Приведённый отрывок:
Люди из охранки работали по команде, к ним подключились люди из "Нового времени" и приверженцы партии Милюкова; вслед за ними стройными рядами маршировали "наши собственные корреспонденты" и другие репортеры, стремившиеся блеснуть сенсационной новостью; среди этого отребья с самого начала затесались профессиональные клеветники и шпики; вскоре и забытые и полузабытые литераторы и политики в отставке не преминули поделиться своим мнением, страстно желая, пусть хоть на минуту, вновь блеснуть перед публикой на волне сенсации. В конце концов, когда сенсация уже случилась, в поле зрения возникли и разные мои знакомые, поспешившие от меня отмежеваться, чтобы ни в коем случае не вызвать подозрения в симпатиях ко мне. Велика подлость человечества, но ничто не сравнится с человеческой трусостью.
У меня нет ни желания, ни возможности спорить с каждым лжецом и пасквилянтом, имя которым легион. Поэтому, чтобы охарактеризовать всю эту сволочь, ограничусь лишь несколькими особо выдающимися типами.
Из клеветников по призванию в первую очередь, безусловно, следует назвать господина Алексинского, бывшего депутата от социал-демократов II Государственной думы. Оспорить его приоритет в этой области невозможно хотя бы потому, что именно за клевету он был исключен целым рядом социалистических организаций. Опорочить кого-то, ложно обвинить, плести против кого-то интриги, поставить подножку для него так же естественно и просто, как трели соловья или лай собаки. Он типичный Терсит – мелочный, завистливый, брызжущий ядом. Сапожник по профессии, Алексинский полностью отдает себе отчет, что его пролетарскость не благоприобретенная, а врожденная, как, например, родовое дворянство. Однако пролетариат пролетариату рознь. Пролетариат есть революционный, но эксплуатируемый класс. Если бы принадлежность к пролетариату обеспечивала место в цветнике человеческих добродетелей, к чему тогда вообще была бы нужна борьба? Жестокость, зависть, злоба, наглость и целый ряд прочих низменных и отвратительных чувств, свойственных природе людей, не искореняются бедностью или рабским положением, а наоборот, в этих жизненных условиях находят благодатную почву для развития. Воплощением данной негативной стороны рабочего класса как раз и являются господа типа Алексинского. Алексинский относится к пролетариату, но олицетворяет при этом то же самое, что плесень в подвальных квартирах и отрыжка нищеты. Настоящие духовные представители борющегося пролетариата люди совершенно иного типа.

Раздел данных:
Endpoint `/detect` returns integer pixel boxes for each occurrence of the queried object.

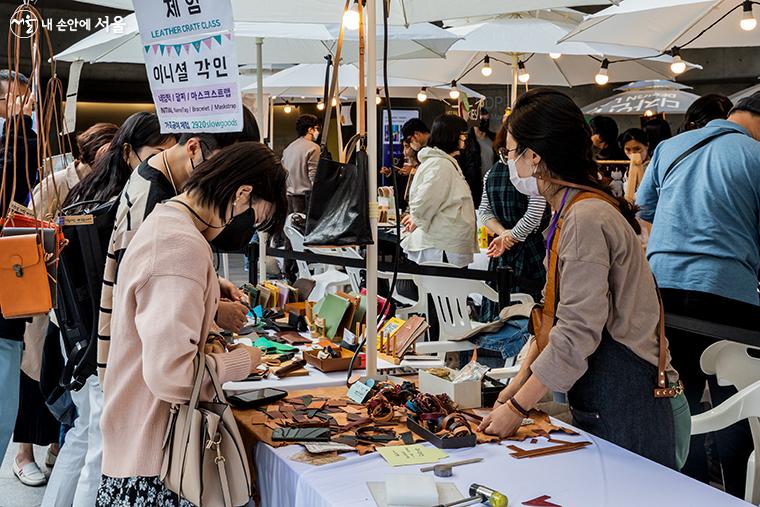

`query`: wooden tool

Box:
[508,441,591,459]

Указание 1: За что, согласно отрывку, Алексинского исключил целый ряд социалистических организаций?
Указание 2: Выведите из отрывка фрагмент от слов «Люди из охранки» до слов «с человеческой трусостью.» включительно.
Строки данных не имеют отношения к отрывку.

Полный ответ 1: За клевету.

Полный ответ 2:
Люди из охранки работали по команде, к ним подключились люди из "Нового времени" и приверженцы партии Милюкова; вслед за ними стройными рядами маршировали "наши собственные корреспонденты" и другие репортеры, стремившиеся блеснуть сенсационной новостью; среди этого отребья с самого начала затесались профессиональные клеветники и шпики; вскоре и забытые и полузабытые литераторы и политики в отставке не преминули поделиться своим мнением, страстно желая, пусть хоть на минуту, вновь блеснуть перед публикой на волне сенсации. В конце концов, когда сенсация уже случилась, в поле зрения возникли и разные мои знакомые, поспешившие от меня отмежеваться, чтобы ни в коем случае не вызвать подозрения в симпатиях ко мне. Велика подлость человечества, но ничто не сравнится с человеческой трусостью.